Aurélie laisse tomber le droit. Cette fois, c’est journaliste ou rien. « Je rêvais d’apprendre sur le terrain, de faire des reportages… Mais on m’a dit que les autodidactes, c’était fini. » Elle passe donc un an dans une école de journalisme privée, l’ISFJ. Elle qui voulait écrire se laisse finalement tenter par la télé : elle fait son stage de fin d’études à LCI.
« C’est vraiment là-bas que j’ai appris à tout faire, plus encore qu’à l’école. A LCI, les stagiaires touchent à tout. On commence par faire de petites choses, mais si on les fait bien, on peut vite évoluer. »
Aurélie cale les invités, travaille en régie, apprend à commenter des images, à poser sa voix. Laurent Drezner, alors directeur de la rédaction, la repère : « Une fille carrée, la caboche pleine et le sens de la démerde. » Il la pousse à passer le casting d’été organisé par la maison, toujours à la recherche de nouveaux présentateurs. Aurélie se lance, « je l’ai pris comme un jeu » – un peu stressée quand même. Laurent Drezner est séduit : « Elle avait une bonne diction. Une prestance, une sobriété élégante. Tout n’était pas bon mais elle dégageait quelque chose. » Bingo, elle est prise. Les remplacements s’enchaînent et Aurélie se prend au jeu : « J’aime le hard-news, l’adrénaline de la dépêche qui peut tomber à tout moment. » Elle choisit de ne pas utiliser de prompteur, pour gagner en naturel, parler directement au téléspectateur et laisser une place à l’improvisation. « J’ai vite compris que ce n’était pas grave de bafouiller. L’important, c’est d’être soi. »

▶ DONNÉES FOURNIES
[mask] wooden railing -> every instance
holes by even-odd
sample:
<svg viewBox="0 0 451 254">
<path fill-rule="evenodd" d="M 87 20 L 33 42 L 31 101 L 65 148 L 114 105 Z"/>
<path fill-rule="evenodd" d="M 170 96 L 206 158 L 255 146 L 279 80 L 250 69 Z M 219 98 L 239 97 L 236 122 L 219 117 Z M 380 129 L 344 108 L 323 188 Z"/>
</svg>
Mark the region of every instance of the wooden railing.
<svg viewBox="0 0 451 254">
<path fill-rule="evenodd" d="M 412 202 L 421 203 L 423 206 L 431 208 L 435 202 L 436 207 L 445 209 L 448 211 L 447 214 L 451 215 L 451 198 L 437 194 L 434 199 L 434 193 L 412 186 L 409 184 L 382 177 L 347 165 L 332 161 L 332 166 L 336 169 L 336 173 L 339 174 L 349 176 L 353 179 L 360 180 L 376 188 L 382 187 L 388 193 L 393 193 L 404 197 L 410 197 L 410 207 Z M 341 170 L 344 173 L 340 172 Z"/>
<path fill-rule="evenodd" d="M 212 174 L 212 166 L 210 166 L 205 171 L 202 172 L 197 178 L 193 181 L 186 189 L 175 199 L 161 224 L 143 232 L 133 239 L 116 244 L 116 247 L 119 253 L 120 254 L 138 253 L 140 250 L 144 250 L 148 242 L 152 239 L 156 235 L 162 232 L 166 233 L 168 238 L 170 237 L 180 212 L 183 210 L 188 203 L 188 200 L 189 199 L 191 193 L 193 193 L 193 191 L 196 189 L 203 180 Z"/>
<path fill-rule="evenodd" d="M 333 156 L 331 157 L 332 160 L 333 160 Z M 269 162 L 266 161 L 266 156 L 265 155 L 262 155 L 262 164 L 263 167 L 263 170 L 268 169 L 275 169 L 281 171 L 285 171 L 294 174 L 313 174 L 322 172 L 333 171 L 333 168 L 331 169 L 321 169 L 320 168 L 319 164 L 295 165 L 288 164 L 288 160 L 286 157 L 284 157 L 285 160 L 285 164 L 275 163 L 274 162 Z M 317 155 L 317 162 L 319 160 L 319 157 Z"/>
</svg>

...

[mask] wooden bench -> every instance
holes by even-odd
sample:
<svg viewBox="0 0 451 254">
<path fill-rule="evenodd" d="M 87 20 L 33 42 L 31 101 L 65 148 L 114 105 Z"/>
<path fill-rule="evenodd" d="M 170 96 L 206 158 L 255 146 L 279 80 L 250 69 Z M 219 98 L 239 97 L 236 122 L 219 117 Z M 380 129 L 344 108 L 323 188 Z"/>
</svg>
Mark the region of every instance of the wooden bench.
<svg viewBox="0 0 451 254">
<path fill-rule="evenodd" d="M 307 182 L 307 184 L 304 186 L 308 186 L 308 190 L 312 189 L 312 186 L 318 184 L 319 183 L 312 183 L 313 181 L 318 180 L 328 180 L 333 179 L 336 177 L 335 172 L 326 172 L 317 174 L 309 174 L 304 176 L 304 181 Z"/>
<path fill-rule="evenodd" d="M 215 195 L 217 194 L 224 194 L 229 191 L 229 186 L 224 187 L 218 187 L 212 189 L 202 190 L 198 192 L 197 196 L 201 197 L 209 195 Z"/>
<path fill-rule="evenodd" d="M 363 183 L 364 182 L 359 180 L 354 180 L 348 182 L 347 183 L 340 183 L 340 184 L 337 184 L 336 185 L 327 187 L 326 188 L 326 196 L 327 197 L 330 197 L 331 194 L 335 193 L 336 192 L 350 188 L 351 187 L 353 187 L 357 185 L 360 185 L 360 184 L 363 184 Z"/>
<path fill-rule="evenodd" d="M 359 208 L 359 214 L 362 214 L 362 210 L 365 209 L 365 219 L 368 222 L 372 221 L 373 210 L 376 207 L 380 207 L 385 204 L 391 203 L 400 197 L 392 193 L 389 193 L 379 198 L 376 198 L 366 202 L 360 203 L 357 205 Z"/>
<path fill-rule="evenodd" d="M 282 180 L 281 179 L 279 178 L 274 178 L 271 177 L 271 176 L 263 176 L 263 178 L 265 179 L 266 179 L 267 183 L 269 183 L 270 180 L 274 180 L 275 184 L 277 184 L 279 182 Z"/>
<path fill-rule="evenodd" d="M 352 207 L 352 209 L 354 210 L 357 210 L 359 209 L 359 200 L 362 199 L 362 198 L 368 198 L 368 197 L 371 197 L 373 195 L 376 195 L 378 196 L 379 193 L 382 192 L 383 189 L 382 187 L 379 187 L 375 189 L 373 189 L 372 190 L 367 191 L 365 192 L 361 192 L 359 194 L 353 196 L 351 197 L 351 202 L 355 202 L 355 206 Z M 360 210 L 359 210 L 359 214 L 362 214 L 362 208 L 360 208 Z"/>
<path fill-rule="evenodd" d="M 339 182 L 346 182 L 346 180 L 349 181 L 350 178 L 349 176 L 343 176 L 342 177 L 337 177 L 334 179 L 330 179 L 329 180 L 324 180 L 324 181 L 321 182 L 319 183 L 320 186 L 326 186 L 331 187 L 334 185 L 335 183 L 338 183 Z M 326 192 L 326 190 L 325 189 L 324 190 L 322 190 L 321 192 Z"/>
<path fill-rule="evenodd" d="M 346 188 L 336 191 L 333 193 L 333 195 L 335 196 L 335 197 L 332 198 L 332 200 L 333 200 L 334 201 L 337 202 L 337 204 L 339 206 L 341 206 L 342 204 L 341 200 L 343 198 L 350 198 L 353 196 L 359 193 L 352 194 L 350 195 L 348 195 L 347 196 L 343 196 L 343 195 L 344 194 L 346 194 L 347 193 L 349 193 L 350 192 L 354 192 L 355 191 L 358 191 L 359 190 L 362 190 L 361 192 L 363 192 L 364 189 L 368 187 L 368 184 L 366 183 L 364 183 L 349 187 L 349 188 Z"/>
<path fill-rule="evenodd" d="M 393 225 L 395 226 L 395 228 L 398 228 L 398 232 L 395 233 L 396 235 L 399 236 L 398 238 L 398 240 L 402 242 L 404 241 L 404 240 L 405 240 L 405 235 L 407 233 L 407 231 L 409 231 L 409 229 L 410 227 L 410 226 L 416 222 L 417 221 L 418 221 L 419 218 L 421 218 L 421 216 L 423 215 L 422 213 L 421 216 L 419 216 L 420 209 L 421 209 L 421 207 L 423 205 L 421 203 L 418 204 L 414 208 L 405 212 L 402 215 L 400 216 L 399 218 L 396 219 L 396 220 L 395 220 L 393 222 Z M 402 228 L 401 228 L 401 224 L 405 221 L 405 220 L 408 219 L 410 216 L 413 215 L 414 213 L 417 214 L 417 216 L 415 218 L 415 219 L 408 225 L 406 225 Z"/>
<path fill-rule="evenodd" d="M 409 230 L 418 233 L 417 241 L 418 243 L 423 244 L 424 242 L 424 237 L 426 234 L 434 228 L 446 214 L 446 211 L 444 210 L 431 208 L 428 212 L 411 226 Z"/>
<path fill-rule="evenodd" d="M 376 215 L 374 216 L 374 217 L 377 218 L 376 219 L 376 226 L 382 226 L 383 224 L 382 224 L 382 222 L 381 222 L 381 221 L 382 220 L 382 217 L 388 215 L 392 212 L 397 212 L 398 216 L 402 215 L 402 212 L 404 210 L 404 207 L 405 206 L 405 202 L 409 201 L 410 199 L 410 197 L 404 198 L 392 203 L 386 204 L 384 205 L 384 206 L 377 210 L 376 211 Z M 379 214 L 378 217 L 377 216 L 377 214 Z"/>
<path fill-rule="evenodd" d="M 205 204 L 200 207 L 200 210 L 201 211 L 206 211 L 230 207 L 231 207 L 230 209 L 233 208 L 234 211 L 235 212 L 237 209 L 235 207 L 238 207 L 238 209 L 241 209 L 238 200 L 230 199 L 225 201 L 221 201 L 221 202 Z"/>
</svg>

▶ CONSIGNES DE TRAVAIL
1/ Citez l'extrait de « Aurélie laisse tomber » jusqu'à « d’études à LCI. ».
2/ D'après l'extrait, dans quelle école de journalisme Aurélie passe-t-elle un an ?

▶ VOS RÉPONSES ÉCRITES
1/
Aurélie laisse tomber le droit. Cette fois, c’est journaliste ou rien. « Je rêvais d’apprendre sur le terrain, de faire des reportages… Mais on m’a dit que les autodidactes, c’était fini. » Elle passe donc un an dans une école de journalisme privée, l’ISFJ. Elle qui voulait écrire se laisse finalement tenter par la télé : elle fait son stage de fin d’études à LCI.

2/ À l'ISFJ, une école de journalisme privée.